* Task item A: Transcribe the passage on Obamacare and retiree health benefits, starting with "The structure of" and going on through "American Enterprise Institute.".
* Task item B: In the passage on Obamacare and retiree health benefits, how old are the retirees being pushed onto the exchanges usually said to be?

* Source document:
The structure of incentives within Obamacare encourages cities to drop health benefits for retirees who do not qualify for Medicare yet, experts say.

"It’s a pretty obvious thing—there’s no penalty on the employer if they were to drop retiree coverage," said Ed Haislmaier, a health care expert at the Heritage Foundation. The federal government provides subsidies to people who earn under 400 percent of the poverty level, reducing the cost of health insurance, he said.

"Essentially what you’re trying to do is shift costs to the federal government," said Andrew Biggs, a local government pension expert at the American Enterprise Institute.

Public retirees typically have only a low to moderate income, even with their pension, meaning many will qualify for subsidies from the federal government, Biggs said.

"It’s almost a godsend to state and local governments because they can do it [and] argue that they are still providing good, affordable coverage," said Merrill Matthews, a health care policy expert at the Institute for Policy Innovation.

These retirees could ultimately end up causing the price of health insurance within the exchanges to rise.

"You’re adding more people who are going to be using the healthcare system," said Sally Pipes, a healthcare expert at the Pacific Research Institute.

"These tend to be expensive people," Haislmaier said, since those being pushed onto the exchanges are usually 55 to 65 years old. "It doesn’t present a very attractive risk mix."

* Entries supplied:
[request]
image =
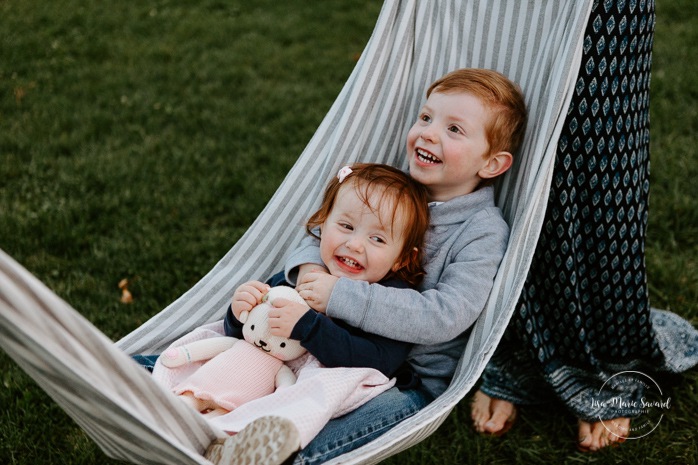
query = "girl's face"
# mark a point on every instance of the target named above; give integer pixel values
(358, 242)
(447, 144)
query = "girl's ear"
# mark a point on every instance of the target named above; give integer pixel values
(497, 164)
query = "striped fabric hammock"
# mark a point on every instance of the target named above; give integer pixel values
(537, 43)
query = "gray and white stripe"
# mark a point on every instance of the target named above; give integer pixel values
(537, 43)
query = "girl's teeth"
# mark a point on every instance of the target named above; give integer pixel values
(427, 157)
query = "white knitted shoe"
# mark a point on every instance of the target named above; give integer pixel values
(266, 441)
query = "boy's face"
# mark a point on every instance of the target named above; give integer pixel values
(447, 144)
(359, 242)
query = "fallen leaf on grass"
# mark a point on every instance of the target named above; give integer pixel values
(126, 296)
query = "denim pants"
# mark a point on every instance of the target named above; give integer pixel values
(363, 425)
(354, 429)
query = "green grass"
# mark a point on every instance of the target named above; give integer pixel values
(140, 139)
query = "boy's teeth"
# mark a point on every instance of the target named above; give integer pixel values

* Written answer A:
The structure of incentives within Obamacare encourages cities to drop health benefits for retirees who do not qualify for Medicare yet, experts say.

"It’s a pretty obvious thing—there’s no penalty on the employer if they were to drop retiree coverage," said Ed Haislmaier, a health care expert at the Heritage Foundation. The federal government provides subsidies to people who earn under 400 percent of the poverty level, reducing the cost of health insurance, he said.

"Essentially what you’re trying to do is shift costs to the federal government," said Andrew Biggs, a local government pension expert at the American Enterprise Institute.

* Written answer B: 55 to 65 years old